#### [阅读节选]

题意:给出n条线段,求是否有一条直线能够与全部线段相交.
由于一条穿过所有的线段的直线,总可以通过平移来使得其通过某两个端点,故枚举端点,判断过端点的直线是否能穿过所有线段即可.
此题WA几次..究其原因为: 叉积之前需要判断给出的向量是否为0,为0则不能进行叉积操作..
刚刚开始做计算几何…orz各路神犇..希望能够快快长进!
# include <iostream>
# include <cmath>
# define sqr(x) ((x)*(x))
# define rep(x, n) for (int x = 0; x < n; ++x )
using namespace std;
const double eps = 1e-8;
int dcmp(double x){ return (x > eps) - (x < -eps);}
class Point
{
public:
double x, y;
Point(){x = y = 0.0;}
Point(double a, double b){ x = a; y = b; }
inline Point operator -(const Point& b)
{ return Point(x-b.x, y-b.y);}
inline double cross(const Point& b, const Point& c)
{ return (b.x - x) * (c.y - y) - (c.x - x) * (b.y - y); }
inline double dis(const Point& b)
{ return sqrt( sqr(b.x - x) + sqr(b.y - y) ); }
}line[103][2];
int t, n;
bool ok;
void check(Point& a, Point& b)
{
if ( dcmp(a.dis(b)) == 0 ) return;
rep(i, n)
if ( dcmp(a.cross(b, line[i][0]) * a.cross(b, line[i][1])) > 0 )
return;
ok = true;
return;
}
int main()
{
double x, y;
cin >>t;
while( t-- )
{
cin >>n;
rep(i, n)
{
cin >> x >> y;
line[i][0] = Point(x, y);
cin >> x >> y;
line[i][1] = Point(x, y);
}
ok = false;
rep(i, n)
for (int j = i+1; j < n; ++j )
{
if ( ok ) break;
check(line[i][0], line[j][0]);
check(line[i][0], line[j][1]);
check(line[i][1], line[j][0]);
check(line[i][1], line[j][1]);
}
if ( n == 1 ) ok = true;
if ( ok ) cout << "Yes!" <<endl;
else cout << "No!" << endl;
}
return 0;
}

#### [待做题目]
(a) 返回上文关于直线能否穿过全部线段的题解中，从“此题WA几次..究其原因为: 叉积之前需”到“x = 0; x < n; ++x )”的原文。
(b) 把下方数据行里从含“fixes to it.”的那一行到含“positive clicks: (58, 148)”的那一行输出为JSON字符串列表，首尾两行都算在内，每行对应一个字符串，空行略去。

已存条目
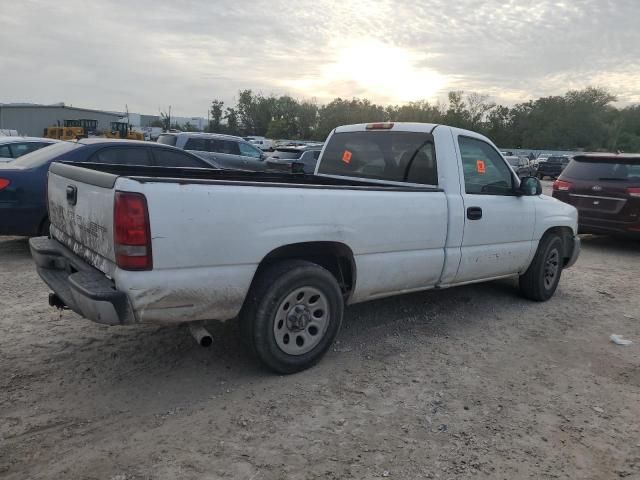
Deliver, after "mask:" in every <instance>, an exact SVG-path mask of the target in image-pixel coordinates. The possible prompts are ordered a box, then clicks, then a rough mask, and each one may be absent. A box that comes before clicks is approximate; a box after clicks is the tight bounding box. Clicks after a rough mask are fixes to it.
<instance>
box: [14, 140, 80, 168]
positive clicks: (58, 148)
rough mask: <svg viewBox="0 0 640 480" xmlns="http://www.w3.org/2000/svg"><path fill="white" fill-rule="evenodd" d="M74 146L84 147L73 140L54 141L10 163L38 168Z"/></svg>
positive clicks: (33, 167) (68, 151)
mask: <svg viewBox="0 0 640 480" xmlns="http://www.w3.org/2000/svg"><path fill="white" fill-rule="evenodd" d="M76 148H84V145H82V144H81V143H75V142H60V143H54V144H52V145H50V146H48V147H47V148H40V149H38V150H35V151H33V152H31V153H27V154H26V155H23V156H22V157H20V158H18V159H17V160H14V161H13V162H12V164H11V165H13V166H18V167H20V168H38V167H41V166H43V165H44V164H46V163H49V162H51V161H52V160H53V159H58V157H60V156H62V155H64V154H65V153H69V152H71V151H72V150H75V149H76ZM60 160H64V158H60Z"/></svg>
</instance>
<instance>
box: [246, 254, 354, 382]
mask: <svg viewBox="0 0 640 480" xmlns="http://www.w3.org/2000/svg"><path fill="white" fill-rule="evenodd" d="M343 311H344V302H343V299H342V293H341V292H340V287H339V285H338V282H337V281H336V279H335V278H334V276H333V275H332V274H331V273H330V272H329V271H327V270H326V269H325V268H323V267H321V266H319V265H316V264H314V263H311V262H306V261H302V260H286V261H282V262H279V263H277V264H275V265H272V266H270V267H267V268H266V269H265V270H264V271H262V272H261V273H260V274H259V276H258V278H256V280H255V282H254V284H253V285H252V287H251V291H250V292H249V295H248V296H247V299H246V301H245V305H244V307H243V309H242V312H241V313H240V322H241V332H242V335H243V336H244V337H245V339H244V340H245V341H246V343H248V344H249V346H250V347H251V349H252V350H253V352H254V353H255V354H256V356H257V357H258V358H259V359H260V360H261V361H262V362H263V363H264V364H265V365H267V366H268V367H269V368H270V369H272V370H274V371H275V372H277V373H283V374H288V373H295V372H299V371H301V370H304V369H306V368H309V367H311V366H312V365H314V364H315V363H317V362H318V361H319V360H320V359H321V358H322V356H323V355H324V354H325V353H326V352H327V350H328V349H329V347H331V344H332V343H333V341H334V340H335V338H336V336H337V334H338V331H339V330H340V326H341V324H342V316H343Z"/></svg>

...

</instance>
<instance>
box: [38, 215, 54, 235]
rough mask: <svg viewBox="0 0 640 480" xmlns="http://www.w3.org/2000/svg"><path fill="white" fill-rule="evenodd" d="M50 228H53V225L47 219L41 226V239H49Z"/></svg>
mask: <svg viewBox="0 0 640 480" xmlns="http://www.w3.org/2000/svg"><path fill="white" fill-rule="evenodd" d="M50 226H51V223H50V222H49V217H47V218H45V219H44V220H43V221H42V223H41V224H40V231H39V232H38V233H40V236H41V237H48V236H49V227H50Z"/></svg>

#### [练习结果]
(a)
此题WA几次..究其原因为: 叉积之前需要判断给出的向量是否为0,为0则不能进行叉积操作..
刚刚开始做计算几何…orz各路神犇..希望能够快快长进!
# include <iostream>
# include <cmath>
# define sqr(x) ((x)*(x))
# define rep(x, n) for (int x = 0; x < n; ++x )

(b)
[
  "Deliver, after \"mask:\" in every <instance>, an exact SVG-path mask of the target in image-pixel coordinates. The possible prompts are ordered a box, then clicks, then a rough mask, and each one may be absent. A box that comes before clicks is approximate; a box after clicks is the tight bounding box. Clicks after a rough mask are fixes to it.",
  "<instance>",
  "box: [14, 140, 80, 168]",
  "positive clicks: (58, 148)"
]